* _What you will do_
Resize the following lines from the start through the line that contains "69), (31, 65)]", both ends included, and give them again with the requests unchanged. Multiply every coordinate in the answers by 2.1 and round each to a whole number, with halves rounded up.

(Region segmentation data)
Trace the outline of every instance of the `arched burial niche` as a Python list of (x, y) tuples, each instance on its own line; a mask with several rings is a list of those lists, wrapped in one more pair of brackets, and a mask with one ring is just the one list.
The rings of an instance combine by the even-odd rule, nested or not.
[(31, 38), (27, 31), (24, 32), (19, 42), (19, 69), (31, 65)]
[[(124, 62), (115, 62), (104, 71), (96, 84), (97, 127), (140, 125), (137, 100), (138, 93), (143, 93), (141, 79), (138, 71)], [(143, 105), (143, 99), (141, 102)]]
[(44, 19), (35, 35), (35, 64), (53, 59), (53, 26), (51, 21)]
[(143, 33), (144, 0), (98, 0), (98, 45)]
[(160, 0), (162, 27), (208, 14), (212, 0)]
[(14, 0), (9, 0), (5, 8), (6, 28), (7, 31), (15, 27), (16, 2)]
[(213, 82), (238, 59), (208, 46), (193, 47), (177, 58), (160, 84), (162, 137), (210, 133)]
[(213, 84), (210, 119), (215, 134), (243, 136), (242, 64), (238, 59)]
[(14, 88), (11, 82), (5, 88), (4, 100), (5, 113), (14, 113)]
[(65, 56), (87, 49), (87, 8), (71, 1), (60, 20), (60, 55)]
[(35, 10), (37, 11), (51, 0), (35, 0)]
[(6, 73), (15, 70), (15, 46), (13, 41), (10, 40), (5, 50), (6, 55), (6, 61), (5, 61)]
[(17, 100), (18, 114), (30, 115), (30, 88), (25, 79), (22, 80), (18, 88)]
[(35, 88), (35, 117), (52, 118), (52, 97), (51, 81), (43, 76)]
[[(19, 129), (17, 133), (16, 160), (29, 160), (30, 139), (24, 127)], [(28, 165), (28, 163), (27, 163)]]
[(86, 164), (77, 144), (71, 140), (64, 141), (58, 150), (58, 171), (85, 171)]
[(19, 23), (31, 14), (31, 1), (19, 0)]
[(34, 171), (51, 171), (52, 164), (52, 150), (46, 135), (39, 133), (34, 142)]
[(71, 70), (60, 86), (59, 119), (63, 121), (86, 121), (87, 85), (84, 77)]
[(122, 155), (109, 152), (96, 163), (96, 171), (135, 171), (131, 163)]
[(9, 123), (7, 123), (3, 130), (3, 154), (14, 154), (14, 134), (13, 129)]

* _Exercise output_
Trace the outline of every instance of the `arched burial niche` as a Python list of (x, y) tuples, each instance on its own line; a mask with several rings is a list of those lists, wrapped in one more pair of brackets, and a mask with one ring is just the one list.
The rings of an instance combine by the even-odd rule, nested or not.
[(65, 80), (57, 65), (50, 67), (40, 88), (40, 145), (65, 137)]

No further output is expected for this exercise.